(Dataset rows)
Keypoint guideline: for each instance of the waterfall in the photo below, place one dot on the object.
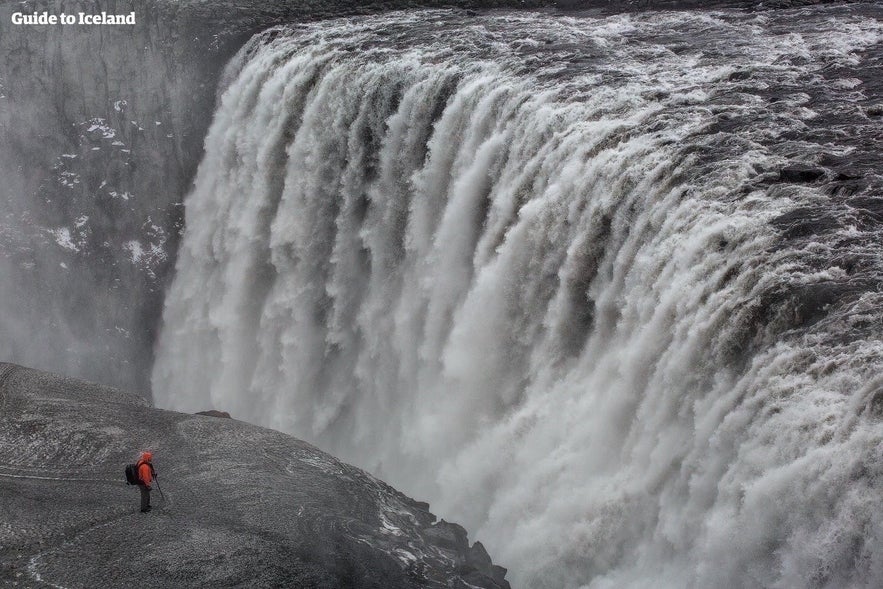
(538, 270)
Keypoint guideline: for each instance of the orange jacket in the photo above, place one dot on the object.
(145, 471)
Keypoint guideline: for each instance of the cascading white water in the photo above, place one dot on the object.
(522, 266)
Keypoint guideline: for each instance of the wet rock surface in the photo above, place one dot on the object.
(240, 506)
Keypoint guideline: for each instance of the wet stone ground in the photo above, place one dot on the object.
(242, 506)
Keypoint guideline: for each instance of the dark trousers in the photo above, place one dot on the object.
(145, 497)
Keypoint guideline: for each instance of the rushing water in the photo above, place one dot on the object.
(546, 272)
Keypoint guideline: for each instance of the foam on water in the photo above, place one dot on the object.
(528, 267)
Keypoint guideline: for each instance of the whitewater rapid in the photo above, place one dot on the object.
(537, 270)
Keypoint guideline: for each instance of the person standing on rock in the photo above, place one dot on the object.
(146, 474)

* * *

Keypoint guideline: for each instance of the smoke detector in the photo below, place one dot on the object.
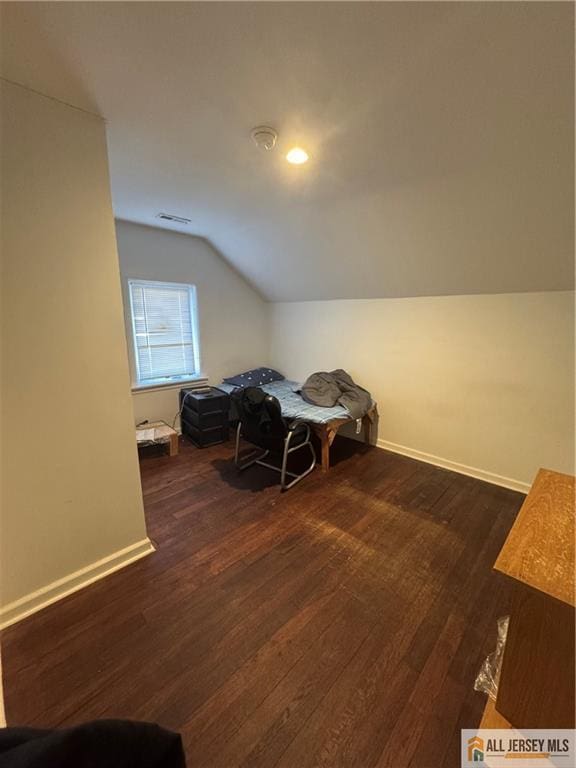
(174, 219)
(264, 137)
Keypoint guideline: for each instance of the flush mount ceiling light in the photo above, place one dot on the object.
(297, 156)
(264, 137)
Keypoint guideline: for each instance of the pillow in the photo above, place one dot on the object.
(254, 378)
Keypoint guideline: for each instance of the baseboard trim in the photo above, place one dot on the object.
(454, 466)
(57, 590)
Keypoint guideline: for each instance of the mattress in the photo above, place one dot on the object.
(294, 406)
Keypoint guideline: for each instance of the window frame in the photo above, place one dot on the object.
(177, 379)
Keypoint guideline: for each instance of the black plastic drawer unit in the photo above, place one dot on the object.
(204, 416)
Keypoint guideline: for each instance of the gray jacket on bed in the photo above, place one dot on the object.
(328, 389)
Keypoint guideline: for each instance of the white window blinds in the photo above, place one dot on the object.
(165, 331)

Stated goal ->
State only how many lines of the material above contain the string "below", treating the match as case-sensitive.

Reply to the task ->
2